> Stated goal:
According to the sheath dress thread, how many stitches are cast on at the start of the pattern?

> Extracted text:
========================

# Simple Sheath Dress



## Kitty Rooney (Jul 8, 2013)

Simple Sheath Dress, Using no 3 needles cast on 28sts,
Row 1 - 3: 3 rows k1 p1 rib 
Rows 4 - 17: Knit all rows (or to desired length) - 14 rows
Row 18: K7, M1, k14, M1, k to end (30sts)
Rows 19-26: (Knit) - 9 rows
Row 27: k2, (k2tog,k4) 4 times, k2tog, k2 (25 sts)
Row 28 - 32: Knit - 5 rows
Row 33: k10, M1, k1, M1, k3, M1, k1, M1, k10 (29sts)
Rows 34 - 36: Knit - 3 rows
Armhole shaping:
Row 37: k6, cast off 2, k13, cast off 2, k to end
Row 38: k6, cast on 6sts, k13, cast on 6sts,k6
Row 39: k4, k2tog, k6, k2tog, k9, k2tog, k6, K2tog, K4 (33)
Row 40: knit, Cast off

Simple Sheath Dress, Using no 3 needles cast on 28sts,
Row 1 - 3: 3 rows k1 p1 rib 
Rows 4 - 17: Knit all rows (or to desired length) - 14 rows
Row 18: K7, M1, k14, M1, k to end (30sts)
Rows 19-26: (Knit) - 9 rows
Row 27: k2, (k2tog,k4) 4 times, k2tog, k2 (25 sts)
Row 28 - 32: Knit - 5 rows
Row 33: k10, M1, k1, M1, k3, M1, k1, M1, k10 (29sts)
Rows 34 - 36: Knit - 3 rows
Armhole shaping:
Row 37: k6, cast off 2, k13, cast off 2, k to end
Row 38: k6, cast on 6sts, k13, cast on 6sts,k6
Row 39: k4, k2tog, k6, k2tog, k9, k2tog, k6, K2tog, K4 (33)
Row 40: knit, Cast off


----------



## ladybeach (Dec 29, 2011)

love this dress and the belt is so cute..  TY


----------



## Hannelore (Oct 26, 2011)

Another very pretty outfit for Barbie. Like what you used for her belt. Very clever. Thank you again. :thumbup:


----------



## wjeanc (Nov 15, 2012)

So cute and looks to be fairly simple. Can't wait to do several for my granddaughter (who has so many Barbie's here I'm afraid to count them). Christmas is just around the corner for us knitters.

THANKS! :thumbup: :thumbup:


----------



## TRINITYCRAFTSISTER (Sep 28, 2011)

thanks for this. Another one for the dolly pattern file


----------



## Williesied (Nov 7, 2012)

Thank you for doing this! Willie


----------



## hgayle (Aug 22, 2011)

Thank you. Very cute!


----------



## Lafemmefran (Jan 21, 2012)

Smart little dress and pretty color.

========================

> Supplied data:

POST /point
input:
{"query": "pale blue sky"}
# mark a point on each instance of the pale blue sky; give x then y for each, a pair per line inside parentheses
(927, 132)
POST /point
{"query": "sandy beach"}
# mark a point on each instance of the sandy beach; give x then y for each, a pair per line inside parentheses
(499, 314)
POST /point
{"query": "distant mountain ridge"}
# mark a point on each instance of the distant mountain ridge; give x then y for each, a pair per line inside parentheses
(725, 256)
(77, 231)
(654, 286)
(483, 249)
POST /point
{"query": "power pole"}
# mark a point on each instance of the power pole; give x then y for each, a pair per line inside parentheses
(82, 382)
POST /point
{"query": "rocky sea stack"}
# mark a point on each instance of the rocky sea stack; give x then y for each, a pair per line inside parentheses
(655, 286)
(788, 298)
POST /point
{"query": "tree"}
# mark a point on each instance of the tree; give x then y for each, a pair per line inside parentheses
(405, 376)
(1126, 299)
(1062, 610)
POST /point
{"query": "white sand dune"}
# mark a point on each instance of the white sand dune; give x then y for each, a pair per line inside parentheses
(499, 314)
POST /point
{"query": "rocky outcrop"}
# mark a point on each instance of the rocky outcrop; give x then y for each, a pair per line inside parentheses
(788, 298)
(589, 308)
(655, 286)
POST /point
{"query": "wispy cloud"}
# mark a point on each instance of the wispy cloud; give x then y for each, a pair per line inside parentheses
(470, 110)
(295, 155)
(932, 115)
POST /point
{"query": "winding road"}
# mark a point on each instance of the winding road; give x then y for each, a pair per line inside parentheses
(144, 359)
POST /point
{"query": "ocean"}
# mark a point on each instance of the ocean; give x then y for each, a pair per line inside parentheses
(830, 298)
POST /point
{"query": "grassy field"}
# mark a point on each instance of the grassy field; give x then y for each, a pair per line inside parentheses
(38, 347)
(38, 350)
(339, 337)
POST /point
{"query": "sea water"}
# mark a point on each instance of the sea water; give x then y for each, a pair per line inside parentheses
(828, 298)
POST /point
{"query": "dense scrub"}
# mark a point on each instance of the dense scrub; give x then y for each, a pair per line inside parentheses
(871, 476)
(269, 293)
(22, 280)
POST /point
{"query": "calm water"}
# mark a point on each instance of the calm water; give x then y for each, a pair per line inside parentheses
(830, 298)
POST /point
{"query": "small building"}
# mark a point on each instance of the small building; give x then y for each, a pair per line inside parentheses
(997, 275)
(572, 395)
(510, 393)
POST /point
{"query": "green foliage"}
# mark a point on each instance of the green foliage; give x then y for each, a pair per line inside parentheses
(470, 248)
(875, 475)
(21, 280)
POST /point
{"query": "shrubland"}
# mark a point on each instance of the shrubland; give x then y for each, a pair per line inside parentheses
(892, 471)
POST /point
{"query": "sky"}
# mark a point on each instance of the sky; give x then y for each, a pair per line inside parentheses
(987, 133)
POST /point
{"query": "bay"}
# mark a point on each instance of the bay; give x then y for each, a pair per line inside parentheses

========================

> Result for this task:
28 stitches.